§ Extrait de page
◆ ◆ ◆ ◆ ◆

Paca: Consolider dès aujourd’hui l’industrie de demain…

Publié le 4 janvier 2018 à  12h30 - Dernière mise à  jour le 29 octobre 2022 à  13h46

Pour profiter pleinement de la reprise, l’industrie de Provence Alpes-Côte d’Azur doit relever plus d’un challenge: ceux de la communication, de l’innovation et de l’emploi. Une feuille de route largement évoquée lors du deuxième « Forum de l’industrie de demain » qui vient d’être organisé à la Chambre de commerce et d’industrie (CCI) Marseille-Provence sous l’égide d’EDF.

(Photo Robert Poulain)
(Photo Robert Poulain)
Un pays en croissance, c’est tout d’abord une industrie solide, performante… et la France en a besoin. Cette conviction, c’est celle affichée par Pierre Dartout, nouveau préfet de région Paca, lors de la deuxième édition du Forum de l’industrie de demain organisé, dans l’enceinte de la CCIMP sous l’égide d’EDF. «C’est le secteur à même de créer le plus de valeur ajoutée. Prenons l’exemple de la Suède : elle a une industrie puissante, elle produit des richesses.» Mais retrouver un secteur secondaire qui performe, cela passe par la prise en compte de défis à prendre à bras le corps dès aujourd’hui. Retrouver de l’attractivité auprès des Français, remédier à la pénurie de main-d’œuvre, ne pas rater le virage de l’innovation sont perçus par les décideurs comme des priorités. Et c’est justement pour se hisser à la hauteur de ces enjeux que la Fabrique de l’avenir a été fondée à l’échelle nationale au printemps dernier. L’idée : permettre aux fédérations industrielles françaises de parler d’une même voix, porter l’avenir du secteur secondaire au cœur du débat alors que la reprise économique s’amorce. Histoire de ne pas louper le coche, faute d’image négative, alors même que les industries françaises cumulent les atouts. Et c’est bien là le paradoxe, énonce Jean-Luc Monteil, président du Medef Paca : «La société civile a le sentiment d’un mal-être par rapport à son industrie, alors que des efforts sont réalisés depuis 30 ans en termes d’exigences environnementales». C’est aussi l’avis de Magali Smets, directrice générale de l’Union des industries chimiques. «On se rend compte, lorsque l’on parle au politique, qu’il a un peu de mal à appréhender la portée de ces messages et reste cantonné dans une approche XIXe siècle. Pour lui, l’industrie c’est indissociable de la pollution chimique. Or, pour que la chimie redevienne la priorité du gouvernement, il faut que les politiques se rendent sur nos sites pédagogiques. De fait, ils vont découvrir les réglementations auxquelles nous nous soumettons, le fait que l’on est une industrie responsable.»

◆ ◆ ◆ ◆ ◆

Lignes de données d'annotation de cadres

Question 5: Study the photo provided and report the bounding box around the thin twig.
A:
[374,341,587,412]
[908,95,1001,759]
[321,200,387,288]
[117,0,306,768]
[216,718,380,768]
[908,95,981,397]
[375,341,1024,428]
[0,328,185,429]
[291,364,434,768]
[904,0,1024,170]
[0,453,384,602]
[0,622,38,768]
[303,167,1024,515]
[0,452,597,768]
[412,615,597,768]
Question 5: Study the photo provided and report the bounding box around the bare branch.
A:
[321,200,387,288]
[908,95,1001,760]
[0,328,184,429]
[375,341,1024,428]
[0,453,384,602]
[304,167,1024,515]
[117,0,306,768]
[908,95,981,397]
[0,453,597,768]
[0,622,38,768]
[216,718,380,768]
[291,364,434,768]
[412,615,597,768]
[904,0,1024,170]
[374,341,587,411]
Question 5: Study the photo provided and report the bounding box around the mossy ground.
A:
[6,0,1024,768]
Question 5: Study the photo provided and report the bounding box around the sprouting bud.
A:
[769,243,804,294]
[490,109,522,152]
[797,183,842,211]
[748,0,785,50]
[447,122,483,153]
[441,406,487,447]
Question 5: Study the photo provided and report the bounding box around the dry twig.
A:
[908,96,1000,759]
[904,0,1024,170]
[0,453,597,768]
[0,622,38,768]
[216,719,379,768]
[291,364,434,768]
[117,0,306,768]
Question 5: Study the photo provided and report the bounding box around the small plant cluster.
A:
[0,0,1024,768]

◆ ◆ ◆ ◆ ◆

Recopiez fidèlement le passage de l'article sur l'industrie en Paca qui commence par « Pour profiter pleinement » et se poursuit jusqu'à « Marseille-Provence sous l’égide d’EDF. ».

§ Réponse attendue
Pour profiter pleinement de la reprise, l’industrie de Provence Alpes-Côte d’Azur doit relever plus d’un challenge: ceux de la communication, de l’innovation et de l’emploi. Une feuille de route largement évoquée lors du deuxième « Forum de l’industrie de demain » qui vient d’être organisé à la Chambre de commerce et d’industrie (CCI) Marseille-Provence sous l’égide d’EDF.